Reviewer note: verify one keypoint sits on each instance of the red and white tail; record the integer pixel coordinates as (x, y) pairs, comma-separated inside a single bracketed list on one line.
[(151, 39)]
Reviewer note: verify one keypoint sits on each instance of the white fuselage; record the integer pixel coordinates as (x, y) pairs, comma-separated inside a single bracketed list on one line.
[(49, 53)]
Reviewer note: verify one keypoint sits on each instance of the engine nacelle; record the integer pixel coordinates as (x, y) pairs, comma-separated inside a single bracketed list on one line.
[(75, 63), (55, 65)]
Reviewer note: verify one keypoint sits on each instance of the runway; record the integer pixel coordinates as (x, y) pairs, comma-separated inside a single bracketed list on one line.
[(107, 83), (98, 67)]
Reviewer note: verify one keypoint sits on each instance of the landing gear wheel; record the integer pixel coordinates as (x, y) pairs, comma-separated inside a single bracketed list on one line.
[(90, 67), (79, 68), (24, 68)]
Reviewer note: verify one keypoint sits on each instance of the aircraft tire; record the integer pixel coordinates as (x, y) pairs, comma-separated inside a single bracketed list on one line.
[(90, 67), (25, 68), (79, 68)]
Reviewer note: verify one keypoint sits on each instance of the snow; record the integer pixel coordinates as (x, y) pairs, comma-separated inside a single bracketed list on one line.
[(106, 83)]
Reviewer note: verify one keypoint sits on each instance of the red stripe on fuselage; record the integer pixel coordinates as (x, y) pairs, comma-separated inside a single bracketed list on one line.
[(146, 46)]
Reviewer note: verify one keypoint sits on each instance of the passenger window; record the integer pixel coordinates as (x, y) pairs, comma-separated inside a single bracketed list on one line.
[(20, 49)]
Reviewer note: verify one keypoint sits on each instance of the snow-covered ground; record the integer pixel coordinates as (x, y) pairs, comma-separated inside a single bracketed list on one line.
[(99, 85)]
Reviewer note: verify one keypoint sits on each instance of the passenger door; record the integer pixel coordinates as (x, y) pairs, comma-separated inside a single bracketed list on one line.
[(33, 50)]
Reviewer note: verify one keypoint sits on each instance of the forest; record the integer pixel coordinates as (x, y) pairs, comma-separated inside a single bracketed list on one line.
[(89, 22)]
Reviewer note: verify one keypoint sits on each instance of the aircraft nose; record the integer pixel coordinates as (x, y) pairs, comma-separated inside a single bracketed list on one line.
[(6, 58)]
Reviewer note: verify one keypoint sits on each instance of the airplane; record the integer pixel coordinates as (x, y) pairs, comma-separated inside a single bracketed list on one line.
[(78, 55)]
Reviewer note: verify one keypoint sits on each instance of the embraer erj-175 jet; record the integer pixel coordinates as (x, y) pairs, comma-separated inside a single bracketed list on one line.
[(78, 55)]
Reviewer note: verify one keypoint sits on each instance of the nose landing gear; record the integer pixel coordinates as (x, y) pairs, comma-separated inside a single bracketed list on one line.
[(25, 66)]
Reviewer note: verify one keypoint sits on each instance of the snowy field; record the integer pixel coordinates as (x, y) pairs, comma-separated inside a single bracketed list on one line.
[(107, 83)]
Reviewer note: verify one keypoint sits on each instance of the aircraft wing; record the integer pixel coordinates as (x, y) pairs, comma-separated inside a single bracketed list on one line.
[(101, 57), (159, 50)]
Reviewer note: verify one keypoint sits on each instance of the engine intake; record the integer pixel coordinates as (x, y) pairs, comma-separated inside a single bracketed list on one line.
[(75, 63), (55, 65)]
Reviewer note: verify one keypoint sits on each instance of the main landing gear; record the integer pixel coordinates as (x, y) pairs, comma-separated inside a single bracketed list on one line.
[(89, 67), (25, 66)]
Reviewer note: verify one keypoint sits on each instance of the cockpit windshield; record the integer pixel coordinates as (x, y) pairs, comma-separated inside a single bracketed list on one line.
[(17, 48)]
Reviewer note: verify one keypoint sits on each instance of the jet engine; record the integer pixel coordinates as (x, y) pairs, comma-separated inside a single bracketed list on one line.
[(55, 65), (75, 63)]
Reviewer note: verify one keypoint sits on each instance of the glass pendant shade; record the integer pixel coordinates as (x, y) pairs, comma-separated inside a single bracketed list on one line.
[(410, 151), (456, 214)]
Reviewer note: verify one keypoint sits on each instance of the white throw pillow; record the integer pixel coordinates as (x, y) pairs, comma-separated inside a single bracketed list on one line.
◆ ◆ ◆ ◆
What to work on: Can you return every line of the listing above unchanged, from start to finish?

Written answer:
Reviewer note: verify one keypoint sits on each instance of the red and white tail; record the integer pixel coordinates as (x, y) pairs, comma-separated inside a single bracketed list on one line.
[(151, 39)]
Reviewer note: verify one keypoint sits on each instance of the white fuselage; record the integer pixel coordinates as (x, y) pairs, comma-separated inside a single bracketed list on one line.
[(49, 53)]
Reviewer note: verify one keypoint sits on each instance of the engine nacelle; record the integer pixel coordinates as (x, y) pairs, comma-separated inside a single bracketed list on one line.
[(75, 63), (55, 65)]
Reviewer note: verify one keypoint sits on each instance of the runway; record the integer pixel coordinates as (x, y) pairs, comma-separated inside a single bracketed list on one line.
[(107, 83), (98, 67)]
Reviewer note: verify one keypoint sits on each instance of the landing gear wheel; record the integer pixel coordinates as (x, y) pairs, comma-separated inside a single bracketed list on one line.
[(90, 67), (79, 68), (24, 68)]
Reviewer note: verify one keypoint sits on each instance of the aircraft tire; record the integer pixel coordinates as (x, y) pairs, comma-separated inside a single bracketed list on one line.
[(90, 67), (25, 68), (79, 68)]
Reviewer note: verify one keypoint sits on each instance of the snow; record the integer pixel coordinates as (x, y) pairs, comma-separated inside a single bracketed list on one line.
[(106, 83)]
Reviewer note: verify one keypoint sits on each instance of the red stripe on fuselage; record the integer pixel coordinates as (x, y) pairs, comma-separated inside a single bracketed list on one line.
[(146, 46)]
Reviewer note: verify one keypoint sits on each instance of the passenger window; record the integer pixel coordinates as (x, y) pairs, comma-separated inside a single bracketed list on one line.
[(20, 49)]
Reviewer note: verify one keypoint sits on each instance of the snow-covered ground; record the integer pixel coordinates as (x, y) pairs, comma-separated inside a single bracketed list on one line.
[(99, 85)]
Reviewer note: verify one keypoint sits on each instance of the passenger door; record the integer pixel coordinates as (x, y) pairs, comma-separated inside a single bracketed list on one line.
[(33, 50)]
Reviewer note: verify one keypoint sits on each instance of the forest; record the integer pixel coordinates as (x, y) pairs, comma-separated inside a single bracketed list on one line.
[(89, 22)]
Reviewer note: verify one keypoint sits on each instance of the aircraft nose; record the integer pixel coordinates as (x, y) pairs, comma-separated inside a single bracketed list on one line.
[(6, 58)]
Reviewer note: verify one keypoint sits on each instance of the airplane; record the integer pixel coordinates as (x, y) pairs, comma-separated inside a single bracketed list on one line.
[(78, 55)]
Reviewer note: verify one keypoint sits on each instance of the embraer erj-175 jet; record the integer pixel coordinates as (x, y) pairs, comma-separated inside a single bracketed list on one line.
[(78, 55)]
Reviewer note: verify one keypoint sits on each instance of the nose landing gear; record the integer pixel coordinates as (x, y) pairs, comma-separated inside a single bracketed list on one line.
[(25, 66)]
Reviewer note: verify one keypoint sits on each instance of the snowy field; record the integer pixel coordinates as (x, y) pairs, comma-separated inside a single bracketed list on one line.
[(107, 83)]
Reviewer note: verify one keypoint sits on each instance of the aircraft wing; record the integer pixel coordinates as (x, y) pairs, comma-separated inside a single bracketed list on one line.
[(101, 57), (159, 50)]
Reviewer note: verify one keypoint sits on each instance of the engine intake; record the integer pixel coordinates as (x, y) pairs, comma-separated inside a single bracketed list on one line.
[(75, 63), (55, 65)]
Reviewer note: verify one keypoint sits on each instance of the main landing gear; record the integer pixel coordinates as (x, y) pairs, comma-separated inside a single bracketed list on one line.
[(89, 67), (25, 66)]
Reviewer note: verify one keypoint sits on each instance of the cockpit windshield; record the integer pixel coordinates as (x, y) pairs, comma-separated inside a single bracketed list on one line.
[(17, 48)]
Reviewer note: verify one keypoint sits on each instance of the jet engine; record the integer pixel coordinates as (x, y) pairs, comma-separated inside a single bracketed list on one line.
[(55, 65), (75, 63)]
Reviewer note: verify one keypoint sits on each instance of the glass pendant shade; record the integer pixel coordinates as (x, y) pairs, comma-separated inside a single bracketed list on one line.
[(410, 151), (456, 214)]
Reviewer note: verify one keypoint sits on each instance of the white throw pillow; record the integer pixel coordinates as (x, y) pairs, comma-separated inside a single bracketed list on one line.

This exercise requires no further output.